▸ **Required work**
1. In the Open MPI and R thread, which configure option does the reply say is normally used so that Open MPI pulls in the right library paths instead of relying on ldconfig?
2. Continue the Open MPI and R thread from the point where it stops.

▸ **Text provided**
<<<<

Re: [OMPI devel] OpenMPI and R

2012-04-06 Thread TERRY DONTJE

Have you tried to compile and run a simple MPI program with your 
installed Open MPI?  If that works then you need to figure out what is 
being done by the Makefile when it is "testing if installed package can 
be loaded" and try and reproduce the issue manually.


BTW, I normally configure my OMPI with -enable-orterun-prefix-by-default 
to get OMPI to pull in the right library paths instead of using ldconfig.


In the below ldconfig -p you may want to also grep for mca to make sure 
the plugins being complained about in the R testing are found too, 
though I suspect they are but it would be good to double check.


--td

On 4/5/2012 7:59 PM, Benedict Holland wrote:
So I am now back on this full time as I need this to work. OpenMPI 
1.4.3 is deadlocking with Rmpi and I need the latest code. I still get 
the exact same problem. I configured it with a --prefix=/usr to get it 
to install everything in default directories and added 
/usr/lib/openmpi to my ldconfig. I don't have a LD_LIBRARY_PATH global 
variable on ubuntu 11.10.


ldconfig -p |grep mpi
libvt-mpi.so.0 (libc6,x86-64) => /usr/lib/libvt-mpi.so.0
libvt-mpi.so (libc6,x86-64) => /usr/lib/libvt-mpi.so
libvt-mpi-unify.so.0 (libc6,x86-64) => /usr/lib/libvt-mpi-unify.so.0
libvt-mpi-unify.so (libc6,x86-64) => /usr/lib/libvt-mpi-unify.so
libopenmpi_malloc.so.0 (libc6,x86-64) => /usr/lib/libopenmpi_malloc.so.0
libompitrace.so.0 (libc6,x86-64) => /usr/lib/libompitrace.so.0
libompitrace.so (libc6,x86-64) => /usr/lib/libompitrace.so
libompi_dbg_msgq.so (libc6,x86-64) => /usr/lib/openmpi/libompi_dbg_msgq.so
libmpi_f90.so.1 (libc6,x86-64) => /usr/lib/libmpi_f90.so.1
libmpi_f90.so.0 (libc6,x86-64) => /usr/lib/libmpi_f90.so.0
libmpi_f90.so (libc6,x86-64) => /usr/lib/libmpi_f90.so
libmpi_f77.so.1 (libc6,x86-64) => /usr/lib/libmpi_f77.so.1
libmpi_f77.so.0 (libc6,x86-64) => /usr/lib/libmpi_f77.so.0
libmpi_f77.so (libc6,x86-64) => /usr/lib/libmpi_f77.so
libmpi_cxx.so.1 (libc6,x86-64) => /usr/lib/libmpi_cxx.so.1
libmpi_cxx.so.0 (libc6,x86-64) => /usr/lib/libmpi_cxx.so.0
libmpi_cxx.so (libc6,x86-64) => /usr/lib/libmpi_cxx.so
libmpi.so.1 (libc6,x86-64) => /usr/lib/libmpi.so.1
libmpi.so.0 (libc6,x86-64) => /usr/lib/libmpi.so.0
libmpi.so (libc6,x86-64) => /usr/lib/libmpi.so
libexempi.so.3 (libc6,x86-64) => /usr/lib/libexempi.so.3
libcompizconfig.so.0 (libc6,x86-64) => /usr/lib/libcompizconfig.so.0

Compiling Rmpi from inside R gives me:

* installing *source* package 'Rmpi' ...

>>>>

▸ **Given information**
<<<<

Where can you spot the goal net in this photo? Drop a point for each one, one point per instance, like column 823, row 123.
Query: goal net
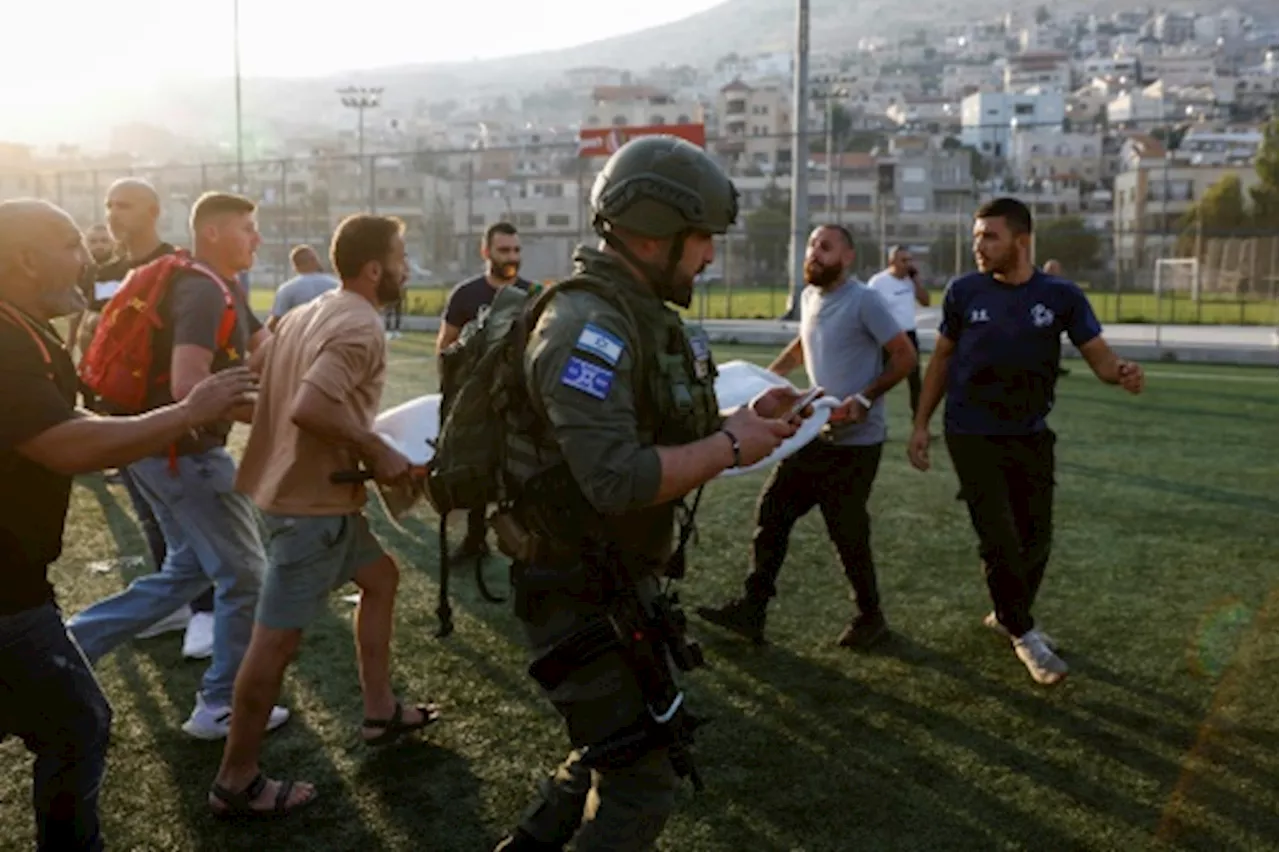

>>>>

▸ **Expected answers**
1. -enable-orterun-prefix-by-default

2.
checking for gcc... gcc -std=gnu99
checking for C compiler default output file name... a.out
checking whether the C compiler works... yes
checking whether we are cross compiling... no
checking for suffix of executables...
checking for suffix of object files... o
checking whether we are using the GNU C compiler... yes
checking whether gcc -std=gnu99 accepts -g... yes
checking for gcc -std=gnu99 option to accept ISO C89... none needed
I am here /usr and it is OpenMPI
Trying to find mpi.h ...
Found in /usr/include
Trying to find libmpi.so or libmpich.a ...
Found libmpi in /usr/lib
checking for openpty in -lutil... yes
checking for main in -lpthread... yes
configure: creating ./config.status
config.status: creating src/Makevars
** Creating default NAMESPACE file
** libs
gcc -std=gnu99 -I/usr/share/R/include -DNDEBUG -DPACKAGE_NAME=\"\" 
-DPACKAGE_TARNAME=\"\" -DPACKAGE_VERSION=\"\" -DPACKAGE_STRING=\"\" 
-DPACKAGE_BUGREPORT=\"\" -I/usr/include  -DMPI2 -DOPENMPI -fpic 
 -O3 -pipe  -g  -c RegQuery.c -o RegQuery.o
gcc -std=gnu99 -I/usr/share/R/include -DNDEBUG -DPACKAGE_NAME=\"\" 
-DPACKAGE_TARNAME=\"\" -DPACKAGE_VERSION=\"\" -DPACKAGE_STRING=\"\" 
-DPACKAGE_BUGREPORT=\"\" -I/usr/include  -DMPI2 -DOPENMPI -fpic 
 -O3 -pipe  -g  -c Rmpi.c -o Rmpi.o
gcc -std=gnu99 -I/usr/share/R/include -DNDEBUG -DPACKAGE_NAME=\"\" 
-DPACKAGE_TARNAME=\"\" -DPACKAGE_VERSION=\"\" -DPACKAGE_STRING=\"\"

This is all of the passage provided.